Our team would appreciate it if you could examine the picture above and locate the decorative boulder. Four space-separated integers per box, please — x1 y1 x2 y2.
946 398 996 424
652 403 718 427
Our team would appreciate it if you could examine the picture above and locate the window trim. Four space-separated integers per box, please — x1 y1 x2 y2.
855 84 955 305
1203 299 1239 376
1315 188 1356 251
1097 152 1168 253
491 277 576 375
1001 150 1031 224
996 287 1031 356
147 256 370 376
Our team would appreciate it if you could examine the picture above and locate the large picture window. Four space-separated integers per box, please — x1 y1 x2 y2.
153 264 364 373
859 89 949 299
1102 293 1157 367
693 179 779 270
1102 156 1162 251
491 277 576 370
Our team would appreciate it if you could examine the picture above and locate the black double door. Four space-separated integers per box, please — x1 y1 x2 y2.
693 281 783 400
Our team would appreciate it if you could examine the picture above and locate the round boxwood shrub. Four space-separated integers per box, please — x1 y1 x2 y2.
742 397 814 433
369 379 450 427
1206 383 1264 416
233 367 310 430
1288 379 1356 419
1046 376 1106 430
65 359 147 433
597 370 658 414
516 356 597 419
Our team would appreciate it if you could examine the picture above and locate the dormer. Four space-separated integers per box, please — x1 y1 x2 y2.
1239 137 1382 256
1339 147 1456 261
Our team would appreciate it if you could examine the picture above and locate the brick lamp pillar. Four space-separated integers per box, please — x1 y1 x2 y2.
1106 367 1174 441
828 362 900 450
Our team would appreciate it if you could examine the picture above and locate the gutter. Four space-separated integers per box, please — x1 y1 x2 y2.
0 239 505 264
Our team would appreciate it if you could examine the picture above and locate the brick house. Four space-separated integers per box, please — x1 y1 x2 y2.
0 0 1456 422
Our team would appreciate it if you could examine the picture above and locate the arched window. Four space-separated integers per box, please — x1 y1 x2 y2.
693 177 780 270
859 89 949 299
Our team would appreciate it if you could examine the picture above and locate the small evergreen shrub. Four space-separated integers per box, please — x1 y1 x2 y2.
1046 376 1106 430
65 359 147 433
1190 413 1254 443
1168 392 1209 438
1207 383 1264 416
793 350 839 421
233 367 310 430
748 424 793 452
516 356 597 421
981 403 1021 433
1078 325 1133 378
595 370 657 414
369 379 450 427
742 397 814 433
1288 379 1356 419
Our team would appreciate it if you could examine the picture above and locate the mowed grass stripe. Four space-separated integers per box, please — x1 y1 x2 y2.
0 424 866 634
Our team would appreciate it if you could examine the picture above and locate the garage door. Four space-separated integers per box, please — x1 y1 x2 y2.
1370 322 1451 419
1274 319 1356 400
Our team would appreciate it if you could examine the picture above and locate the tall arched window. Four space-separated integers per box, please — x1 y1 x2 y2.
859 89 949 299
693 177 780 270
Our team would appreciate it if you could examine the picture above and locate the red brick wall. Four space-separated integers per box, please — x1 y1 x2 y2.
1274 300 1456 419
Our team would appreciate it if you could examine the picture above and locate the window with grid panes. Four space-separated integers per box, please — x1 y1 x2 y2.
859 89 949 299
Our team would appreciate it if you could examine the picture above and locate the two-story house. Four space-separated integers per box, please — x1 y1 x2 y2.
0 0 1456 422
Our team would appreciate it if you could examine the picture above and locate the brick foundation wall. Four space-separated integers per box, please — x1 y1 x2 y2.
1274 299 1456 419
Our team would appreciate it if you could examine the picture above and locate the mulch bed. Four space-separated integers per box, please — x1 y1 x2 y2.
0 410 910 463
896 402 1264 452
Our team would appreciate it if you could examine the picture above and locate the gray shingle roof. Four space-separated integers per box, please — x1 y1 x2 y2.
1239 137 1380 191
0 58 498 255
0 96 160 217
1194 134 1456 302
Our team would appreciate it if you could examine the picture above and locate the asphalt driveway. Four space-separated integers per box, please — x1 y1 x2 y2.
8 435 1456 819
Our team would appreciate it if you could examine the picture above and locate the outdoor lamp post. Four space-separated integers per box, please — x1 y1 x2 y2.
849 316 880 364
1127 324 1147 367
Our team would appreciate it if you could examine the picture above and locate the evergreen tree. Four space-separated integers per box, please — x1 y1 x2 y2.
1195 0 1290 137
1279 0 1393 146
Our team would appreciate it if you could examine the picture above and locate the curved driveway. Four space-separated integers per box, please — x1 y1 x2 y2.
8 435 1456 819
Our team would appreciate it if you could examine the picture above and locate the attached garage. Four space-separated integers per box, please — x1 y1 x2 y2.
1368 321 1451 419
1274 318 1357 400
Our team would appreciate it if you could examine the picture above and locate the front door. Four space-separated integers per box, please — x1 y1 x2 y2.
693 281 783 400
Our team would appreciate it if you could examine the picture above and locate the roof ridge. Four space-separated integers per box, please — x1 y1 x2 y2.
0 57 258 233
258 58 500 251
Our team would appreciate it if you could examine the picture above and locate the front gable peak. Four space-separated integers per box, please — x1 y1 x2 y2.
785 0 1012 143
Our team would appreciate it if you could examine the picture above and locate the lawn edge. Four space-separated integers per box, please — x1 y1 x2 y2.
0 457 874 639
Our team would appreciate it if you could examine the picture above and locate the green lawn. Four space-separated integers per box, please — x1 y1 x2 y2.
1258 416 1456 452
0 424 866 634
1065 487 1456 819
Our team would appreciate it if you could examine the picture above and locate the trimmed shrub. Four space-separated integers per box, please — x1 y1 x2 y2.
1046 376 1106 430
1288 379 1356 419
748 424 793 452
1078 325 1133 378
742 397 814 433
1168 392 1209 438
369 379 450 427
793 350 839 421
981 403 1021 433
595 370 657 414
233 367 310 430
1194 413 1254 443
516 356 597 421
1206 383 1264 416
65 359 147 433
• • •
→ Objective
Turn every line of the material above into a numbered list, leaving out any blank lines.

→ Task output
1. Our team would appreciate it if you could examine the picture above and locate the decorative boulder. Four space-separated integers per box, please — x1 y1 x2 y2.
2. 946 398 996 424
3. 652 403 718 427
4. Our team would appreciate it if you could examine the picture above and locate the window trim. Four space-separated integers per box, please — x1 y1 x2 y2.
5. 855 84 955 305
6. 1203 299 1239 376
7. 1315 188 1356 251
8. 1097 152 1168 253
9. 491 277 576 375
10. 1001 150 1031 224
11. 996 287 1031 356
12. 147 256 370 376
13. Our team would appreciate it if you could examine the picture above and locate the large picture window. Four space-separated integers per box, please — x1 y1 x2 y2.
14. 153 264 364 373
15. 859 89 949 299
16. 1102 293 1157 367
17. 693 179 779 270
18. 1102 156 1162 251
19. 491 277 576 370
20. Our team would appreciate it if you could examine the picture above and locate the black double door. Four space-separated integers per box, please — x1 y1 x2 y2.
21. 693 281 783 400
22. Our team would appreciate it if you could examine the picture above and locate the round boxwood shrub. Four space-separated integers per box, please — x1 y1 x2 y2.
23. 742 397 814 433
24. 369 379 450 427
25. 1206 383 1264 416
26. 233 367 310 430
27. 1288 379 1356 419
28. 1046 376 1106 430
29. 65 359 147 433
30. 597 370 658 414
31. 516 356 597 419
32. Our team would appreciate it if you could examine the picture above and locate the dormer. Four space-separated integers per box, please — x1 y1 x2 y2.
33. 1239 137 1382 256
34. 1339 147 1456 261
35. Our team would appreciate it if you could examine the picture above and locate the brick lamp pillar. Four space-separated integers per box, please — x1 y1 x2 y2.
36. 1106 367 1174 441
37. 828 362 900 450
38. Our team would appreciate it if you could examine the picture above and locate the gutter. Four space-separated integers per box, please — x1 y1 x2 y2.
39. 0 239 505 264
40. Our team would appreciate it if you could examine the picture above and locate the brick house. Four space-separated integers per box, please — x1 y1 x2 y2.
41. 0 0 1456 422
42. Our team would appreciate it if you could examine the picture above and locate the arched window. Four space-separated integers per box, please — x1 y1 x2 y2.
43. 693 177 780 270
44. 859 89 949 299
45. Our team would appreciate it if you could examine the picture above and locate the small evergreen shrub. Four space-separated integers per box, please — x1 y1 x2 y2.
46. 1046 376 1106 430
47. 65 359 147 433
48. 1190 413 1254 443
49. 1168 392 1209 438
50. 1207 383 1264 416
51. 793 350 839 421
52. 233 367 310 430
53. 748 424 793 452
54. 516 356 597 421
55. 981 403 1021 433
56. 1078 325 1133 378
57. 595 370 657 414
58. 369 379 450 427
59. 742 397 814 433
60. 1288 379 1356 419
61. Our team would appreciate it if you could examine the picture above and locate the mowed grass stripe. Four space-separated integers per box, please — x1 y1 x2 y2.
62. 0 424 866 634
63. Our team would appreciate it if you could examine the picture above and locate the garage door. Four space-separated integers per box, please — x1 y1 x2 y2.
64. 1370 322 1451 419
65. 1274 319 1356 400
66. Our team would appreciate it if you could examine the picture above and locate the tall arched window. Four space-separated integers per box, please — x1 y1 x2 y2.
67. 859 89 949 299
68. 693 177 780 270
69. Our team would appreciate it if you could examine the picture above and locate the red brick wall. Four space-separated integers per box, please — x1 y1 x2 y2.
70. 1274 300 1456 419
71. Our team would appreciate it if you could examine the picture above and locate the window with grid panes. Four space-separated integers per box, please — x1 y1 x2 y2.
72. 859 89 949 299
73. Our team would appreciate it if you could examine the picture above and locate the two-story house. Four space-separated integers per box, please — x1 y1 x2 y2.
74. 0 0 1456 422
75. Our team would appreciate it if you could examine the picture above and locate the brick foundation wall. Four space-separated integers per box, please — x1 y1 x2 y2.
76. 1274 299 1456 419
77. Our team would appreciate it if you could examine the picture above and locate the mulch bed. Four space-separated integers per box, please — x1 y1 x2 y2.
78. 0 410 910 463
79. 896 402 1264 452
80. Our team would appreciate it if you could examine the picture above and locate the gray shingle roof. Four space-separated integers per box, please — x1 y1 x2 y2.
81. 1239 137 1380 191
82. 0 58 498 255
83. 0 96 160 217
84. 1194 134 1456 302
85. Our team would appreciate it if you could examine the picture above and locate the asphalt driveway. Four space-separated integers per box, please — x1 y1 x2 y2.
86. 8 435 1456 819
87. Our team would appreciate it if you could examine the picture above and locate the outdoor lamp post. Four space-separated integers per box, please — x1 y1 x2 y2.
88. 849 316 880 364
89. 1127 324 1147 367
90. Our team would appreciate it if you could examine the picture above and locate the evergreen tree. Four space-separated integers per box, please — x1 y1 x2 y2.
91. 1195 0 1290 137
92. 1279 0 1393 146
93. Our team would appreciate it if you could examine the picture above and locate the curved driveway. Four space-separated integers per box, please — x1 y1 x2 y2.
94. 8 435 1456 819
95. Our team would appreciate it if you could examine the picture above and locate the attached garage. Four space-separated integers per box, please — x1 y1 x2 y2.
96. 1368 321 1451 419
97. 1274 318 1357 400
98. Our team would appreciate it if you could examine the picture above and locate the front door. Four space-separated integers per box, please — x1 y1 x2 y2.
99. 693 281 783 400
100. Our team would appreciate it if you could examine the picture above and locate the roof ridge. Four space-separated integers per box, please — x1 y1 x2 y2.
101. 0 57 258 233
102. 258 58 500 251
103. Our team would appreciate it if you could examine the picture above and locate the front gable peak. Four space-separated integers per box, please — x1 y1 x2 y2.
104. 785 0 1012 143
105. Our team would appreciate it if you could examine the picture above and locate the lawn edge. Four space-separated integers per box, please — x1 y1 x2 y2.
106. 0 457 874 639
107. Our team would appreciate it if you could examine the picture above and locate the green lawn. Four space-separated integers per box, please — x1 y1 x2 y2.
108. 1258 416 1456 452
109. 0 424 866 634
110. 1065 487 1456 819
111. Our team would appreciate it if you could examine the picture above and locate the trimmed shrub. Four space-separated integers per box, please — x1 y1 x2 y2.
112. 1046 376 1106 430
113. 1288 379 1356 419
114. 748 424 793 452
115. 1078 325 1133 378
116. 742 397 814 433
117. 1168 392 1209 438
118. 369 379 450 427
119. 793 350 839 421
120. 981 403 1021 433
121. 595 370 657 414
122. 233 367 310 430
123. 1194 413 1254 443
124. 516 356 597 421
125. 1206 383 1264 416
126. 65 359 147 433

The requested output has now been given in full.